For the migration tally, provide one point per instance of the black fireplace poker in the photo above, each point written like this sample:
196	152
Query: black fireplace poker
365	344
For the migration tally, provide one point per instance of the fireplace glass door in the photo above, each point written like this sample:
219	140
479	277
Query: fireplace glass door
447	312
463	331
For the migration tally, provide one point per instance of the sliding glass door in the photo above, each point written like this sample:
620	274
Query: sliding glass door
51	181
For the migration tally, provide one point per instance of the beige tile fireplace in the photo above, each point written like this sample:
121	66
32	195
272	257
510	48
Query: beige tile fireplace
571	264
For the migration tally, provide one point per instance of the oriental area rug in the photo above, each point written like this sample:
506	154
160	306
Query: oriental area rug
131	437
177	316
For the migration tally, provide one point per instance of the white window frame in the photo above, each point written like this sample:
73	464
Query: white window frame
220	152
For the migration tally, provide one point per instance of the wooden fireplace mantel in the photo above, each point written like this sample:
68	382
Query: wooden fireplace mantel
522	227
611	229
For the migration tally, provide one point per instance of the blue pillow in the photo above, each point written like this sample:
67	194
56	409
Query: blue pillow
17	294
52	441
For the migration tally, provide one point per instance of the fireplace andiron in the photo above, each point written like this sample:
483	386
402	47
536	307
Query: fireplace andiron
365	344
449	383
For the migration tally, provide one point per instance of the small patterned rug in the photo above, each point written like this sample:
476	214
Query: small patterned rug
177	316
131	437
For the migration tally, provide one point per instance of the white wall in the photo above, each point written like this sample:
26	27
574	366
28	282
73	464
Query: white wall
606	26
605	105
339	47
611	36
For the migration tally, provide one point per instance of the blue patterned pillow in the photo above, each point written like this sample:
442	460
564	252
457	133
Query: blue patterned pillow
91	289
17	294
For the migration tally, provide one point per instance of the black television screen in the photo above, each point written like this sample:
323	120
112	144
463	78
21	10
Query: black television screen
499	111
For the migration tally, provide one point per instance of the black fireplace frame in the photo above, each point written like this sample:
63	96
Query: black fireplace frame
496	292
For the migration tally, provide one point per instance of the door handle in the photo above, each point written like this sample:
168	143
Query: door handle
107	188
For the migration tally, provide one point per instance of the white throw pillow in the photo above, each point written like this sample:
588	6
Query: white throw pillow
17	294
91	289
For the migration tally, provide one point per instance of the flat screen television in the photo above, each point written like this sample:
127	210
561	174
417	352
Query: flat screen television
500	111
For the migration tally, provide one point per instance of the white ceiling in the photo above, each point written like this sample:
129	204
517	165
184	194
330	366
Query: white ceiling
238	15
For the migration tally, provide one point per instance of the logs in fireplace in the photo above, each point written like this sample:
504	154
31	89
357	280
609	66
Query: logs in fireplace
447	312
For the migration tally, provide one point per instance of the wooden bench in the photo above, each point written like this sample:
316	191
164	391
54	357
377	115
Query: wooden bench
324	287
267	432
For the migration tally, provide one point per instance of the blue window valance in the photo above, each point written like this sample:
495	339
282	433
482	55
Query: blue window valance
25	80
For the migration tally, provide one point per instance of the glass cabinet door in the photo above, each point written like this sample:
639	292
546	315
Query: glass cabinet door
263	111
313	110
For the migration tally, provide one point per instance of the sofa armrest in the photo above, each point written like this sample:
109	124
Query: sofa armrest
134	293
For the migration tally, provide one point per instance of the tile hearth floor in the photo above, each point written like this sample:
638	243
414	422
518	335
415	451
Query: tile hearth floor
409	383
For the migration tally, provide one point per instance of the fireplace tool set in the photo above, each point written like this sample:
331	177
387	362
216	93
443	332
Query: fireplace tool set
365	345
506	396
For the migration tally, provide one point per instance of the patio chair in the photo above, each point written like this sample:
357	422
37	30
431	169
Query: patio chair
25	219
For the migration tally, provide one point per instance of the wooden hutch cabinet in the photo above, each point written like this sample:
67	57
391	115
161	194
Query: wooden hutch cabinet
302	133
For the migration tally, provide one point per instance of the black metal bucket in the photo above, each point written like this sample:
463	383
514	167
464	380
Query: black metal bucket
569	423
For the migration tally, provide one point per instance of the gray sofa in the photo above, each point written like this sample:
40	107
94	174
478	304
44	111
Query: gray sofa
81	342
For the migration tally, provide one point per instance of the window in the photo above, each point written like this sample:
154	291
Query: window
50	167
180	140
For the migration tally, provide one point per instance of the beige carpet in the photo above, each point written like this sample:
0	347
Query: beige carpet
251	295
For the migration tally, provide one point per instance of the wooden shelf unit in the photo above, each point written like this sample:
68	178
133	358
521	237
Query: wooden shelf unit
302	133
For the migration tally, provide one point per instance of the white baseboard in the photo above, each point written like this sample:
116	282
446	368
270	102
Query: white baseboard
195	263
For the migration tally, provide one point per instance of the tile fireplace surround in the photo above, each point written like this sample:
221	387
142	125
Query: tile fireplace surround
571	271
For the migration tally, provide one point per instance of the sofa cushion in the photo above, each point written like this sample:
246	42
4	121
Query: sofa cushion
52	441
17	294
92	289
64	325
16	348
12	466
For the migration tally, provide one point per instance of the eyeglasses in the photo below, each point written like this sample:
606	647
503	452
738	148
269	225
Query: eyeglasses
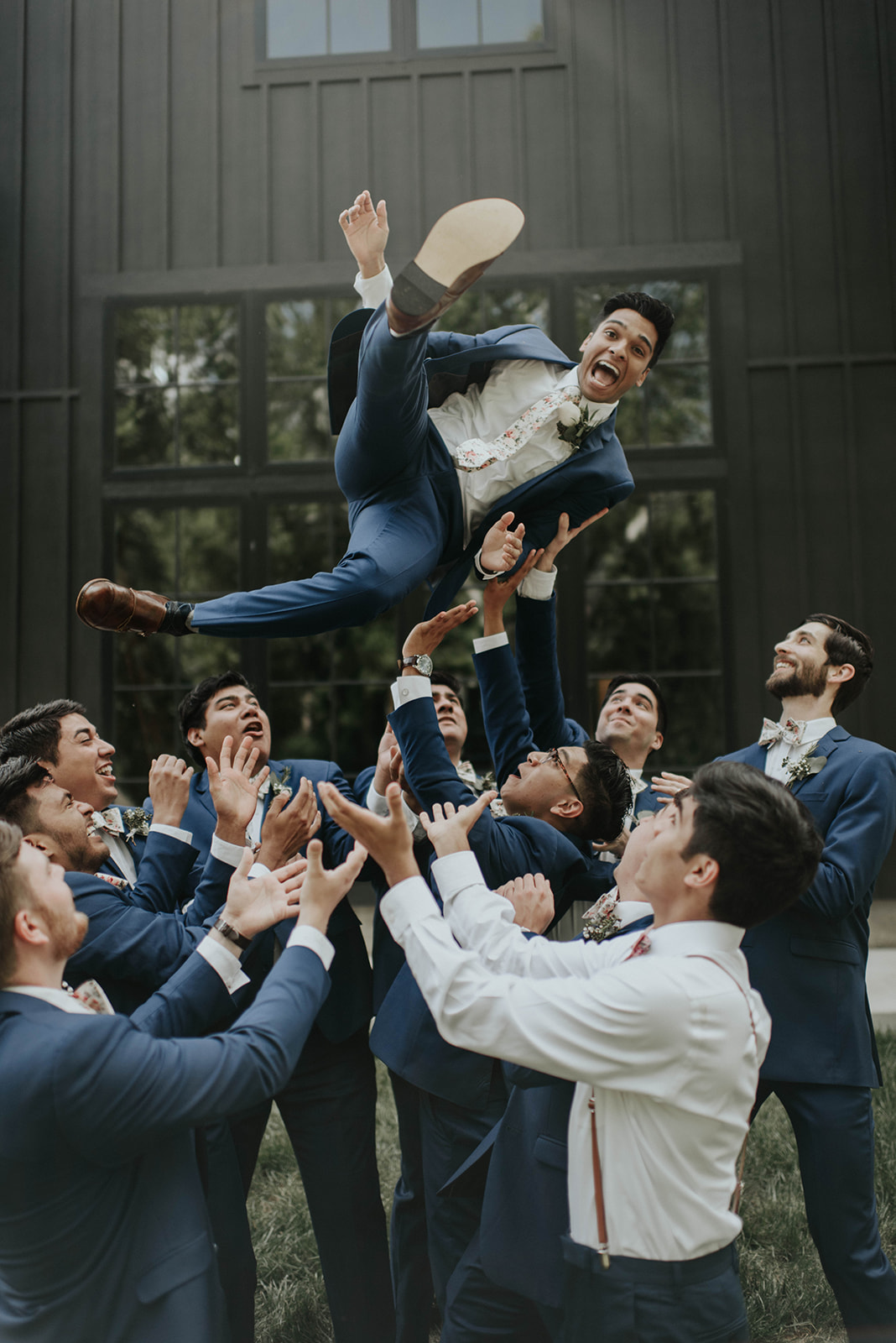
555	756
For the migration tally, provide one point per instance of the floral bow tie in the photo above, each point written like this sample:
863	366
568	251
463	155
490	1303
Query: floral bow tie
790	731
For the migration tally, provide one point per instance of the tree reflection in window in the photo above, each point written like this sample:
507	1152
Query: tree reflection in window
674	406
652	604
177	386
190	555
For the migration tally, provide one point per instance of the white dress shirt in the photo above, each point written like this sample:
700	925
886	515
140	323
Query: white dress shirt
781	754
665	1041
484	413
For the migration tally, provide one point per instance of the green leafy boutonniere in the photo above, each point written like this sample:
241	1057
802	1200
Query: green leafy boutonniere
602	919
575	423
280	785
137	823
804	767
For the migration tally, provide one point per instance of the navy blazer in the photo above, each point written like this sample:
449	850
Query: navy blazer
103	1228
591	478
349	1006
809	962
404	1034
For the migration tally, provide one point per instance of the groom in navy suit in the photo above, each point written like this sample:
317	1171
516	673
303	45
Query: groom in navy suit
448	440
809	962
329	1103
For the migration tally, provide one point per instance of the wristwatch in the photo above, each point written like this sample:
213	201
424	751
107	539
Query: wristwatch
421	661
231	933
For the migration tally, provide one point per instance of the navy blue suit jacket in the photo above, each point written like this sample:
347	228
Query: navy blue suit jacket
404	1034
591	478
809	962
349	1006
103	1228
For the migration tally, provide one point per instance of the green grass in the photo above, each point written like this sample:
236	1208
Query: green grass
788	1298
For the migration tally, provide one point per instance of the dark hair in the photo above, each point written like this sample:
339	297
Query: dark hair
16	806
762	837
13	893
652	309
847	644
605	787
638	678
450	680
35	732
192	708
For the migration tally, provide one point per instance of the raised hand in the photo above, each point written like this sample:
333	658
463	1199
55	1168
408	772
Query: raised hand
427	635
387	839
324	888
497	594
502	548
169	781
450	826
367	232
233	790
258	904
533	900
289	825
565	534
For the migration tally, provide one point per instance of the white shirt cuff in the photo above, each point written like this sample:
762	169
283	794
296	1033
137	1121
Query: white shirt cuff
408	688
538	586
227	852
172	832
224	964
490	641
373	290
306	937
405	904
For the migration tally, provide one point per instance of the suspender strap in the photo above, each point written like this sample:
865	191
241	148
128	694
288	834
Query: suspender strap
602	1246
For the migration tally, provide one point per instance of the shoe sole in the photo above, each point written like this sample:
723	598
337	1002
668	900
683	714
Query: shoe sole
468	235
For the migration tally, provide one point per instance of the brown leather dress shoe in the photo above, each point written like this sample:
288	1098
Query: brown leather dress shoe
459	248
103	604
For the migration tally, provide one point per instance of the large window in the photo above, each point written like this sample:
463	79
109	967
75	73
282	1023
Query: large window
221	478
300	29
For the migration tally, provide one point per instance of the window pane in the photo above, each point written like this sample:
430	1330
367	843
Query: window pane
208	426
683	539
513	20
360	26
441	24
208	344
145	427
298	422
145	346
297	29
678	405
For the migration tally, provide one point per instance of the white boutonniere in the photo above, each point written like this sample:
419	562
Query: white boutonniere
575	423
278	786
137	823
602	919
804	767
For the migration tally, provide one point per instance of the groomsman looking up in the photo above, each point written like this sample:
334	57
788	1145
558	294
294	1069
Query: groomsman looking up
662	1032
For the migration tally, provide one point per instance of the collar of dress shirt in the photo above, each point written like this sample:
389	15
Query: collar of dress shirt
56	997
694	935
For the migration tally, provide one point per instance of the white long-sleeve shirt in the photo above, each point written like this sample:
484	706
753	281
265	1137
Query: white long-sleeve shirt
665	1041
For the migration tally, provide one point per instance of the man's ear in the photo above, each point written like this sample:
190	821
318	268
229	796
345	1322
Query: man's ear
29	930
568	809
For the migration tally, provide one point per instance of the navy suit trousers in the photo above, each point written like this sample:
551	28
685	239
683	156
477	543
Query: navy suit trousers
393	472
652	1300
835	1131
329	1111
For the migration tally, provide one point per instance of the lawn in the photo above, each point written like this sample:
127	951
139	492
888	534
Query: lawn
788	1296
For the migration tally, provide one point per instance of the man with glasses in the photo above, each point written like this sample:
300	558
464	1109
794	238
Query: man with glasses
557	803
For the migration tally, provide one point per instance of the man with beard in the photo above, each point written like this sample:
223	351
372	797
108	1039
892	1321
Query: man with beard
809	962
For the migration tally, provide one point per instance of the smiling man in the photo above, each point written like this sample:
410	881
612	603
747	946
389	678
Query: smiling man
451	447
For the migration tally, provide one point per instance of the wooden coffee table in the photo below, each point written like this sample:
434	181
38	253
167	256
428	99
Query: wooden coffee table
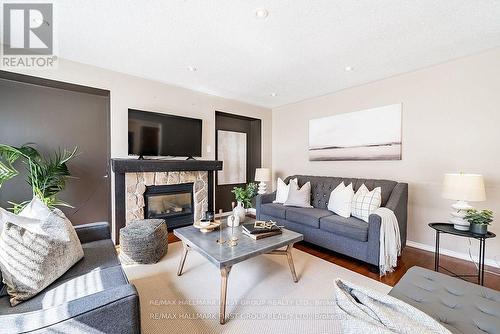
247	248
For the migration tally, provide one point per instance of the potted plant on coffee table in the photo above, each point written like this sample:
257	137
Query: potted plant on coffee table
479	220
244	196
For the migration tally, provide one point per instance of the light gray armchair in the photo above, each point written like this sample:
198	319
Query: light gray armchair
94	296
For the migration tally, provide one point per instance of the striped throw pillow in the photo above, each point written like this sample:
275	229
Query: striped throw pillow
365	202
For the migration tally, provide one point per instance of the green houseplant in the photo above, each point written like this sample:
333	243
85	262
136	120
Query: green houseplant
46	175
244	196
479	220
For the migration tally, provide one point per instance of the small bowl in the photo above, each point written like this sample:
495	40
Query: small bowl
205	223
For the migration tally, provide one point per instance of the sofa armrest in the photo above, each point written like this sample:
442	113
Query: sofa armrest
374	222
263	199
398	202
93	232
110	311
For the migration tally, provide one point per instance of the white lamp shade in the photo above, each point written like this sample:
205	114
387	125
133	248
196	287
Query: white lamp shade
464	187
262	174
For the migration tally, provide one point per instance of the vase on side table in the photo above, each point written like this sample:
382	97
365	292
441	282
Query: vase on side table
478	228
240	211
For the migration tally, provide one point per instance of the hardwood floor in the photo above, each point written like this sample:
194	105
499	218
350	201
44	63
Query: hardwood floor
410	257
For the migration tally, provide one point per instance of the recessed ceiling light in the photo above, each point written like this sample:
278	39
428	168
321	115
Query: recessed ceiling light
261	13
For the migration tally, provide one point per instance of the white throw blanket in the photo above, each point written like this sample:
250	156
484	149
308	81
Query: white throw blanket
363	310
390	240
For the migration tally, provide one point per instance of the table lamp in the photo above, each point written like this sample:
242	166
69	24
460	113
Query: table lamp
462	188
262	175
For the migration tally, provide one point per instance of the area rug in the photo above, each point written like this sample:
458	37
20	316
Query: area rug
262	297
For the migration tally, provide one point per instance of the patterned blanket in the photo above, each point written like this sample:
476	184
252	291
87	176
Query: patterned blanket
363	310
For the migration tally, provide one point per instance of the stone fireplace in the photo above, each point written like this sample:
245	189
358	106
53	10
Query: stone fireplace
162	188
163	195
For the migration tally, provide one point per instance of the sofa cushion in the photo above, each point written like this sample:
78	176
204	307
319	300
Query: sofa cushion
351	227
460	306
306	216
99	254
322	186
274	210
37	246
62	291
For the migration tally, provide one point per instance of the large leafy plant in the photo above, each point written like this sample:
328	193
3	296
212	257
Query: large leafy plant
483	217
245	194
46	175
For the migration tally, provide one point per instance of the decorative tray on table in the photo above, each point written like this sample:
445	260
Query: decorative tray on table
206	228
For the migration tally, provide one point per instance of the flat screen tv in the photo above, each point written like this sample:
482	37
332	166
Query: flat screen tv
156	134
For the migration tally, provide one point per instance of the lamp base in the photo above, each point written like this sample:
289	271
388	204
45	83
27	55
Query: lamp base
262	188
457	215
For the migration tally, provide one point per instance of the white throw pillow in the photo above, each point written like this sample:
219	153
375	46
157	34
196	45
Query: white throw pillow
42	242
365	202
341	199
299	197
282	190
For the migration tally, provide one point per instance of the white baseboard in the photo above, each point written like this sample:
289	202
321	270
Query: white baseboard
458	255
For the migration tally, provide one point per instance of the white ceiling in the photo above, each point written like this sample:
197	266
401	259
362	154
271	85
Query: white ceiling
299	51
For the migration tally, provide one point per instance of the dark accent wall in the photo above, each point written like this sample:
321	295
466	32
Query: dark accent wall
56	115
252	127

....

-- Task instructions --
Lines containing the word "below" are to be pulled from the records and copied.

-- Response --
For the migration tally, provide one point per instance of the eyeglasses in the photo below, each point written like this sample:
For the migration tally, provide one point per instance of the wooden coffee table in the photo below, each point written like this sample:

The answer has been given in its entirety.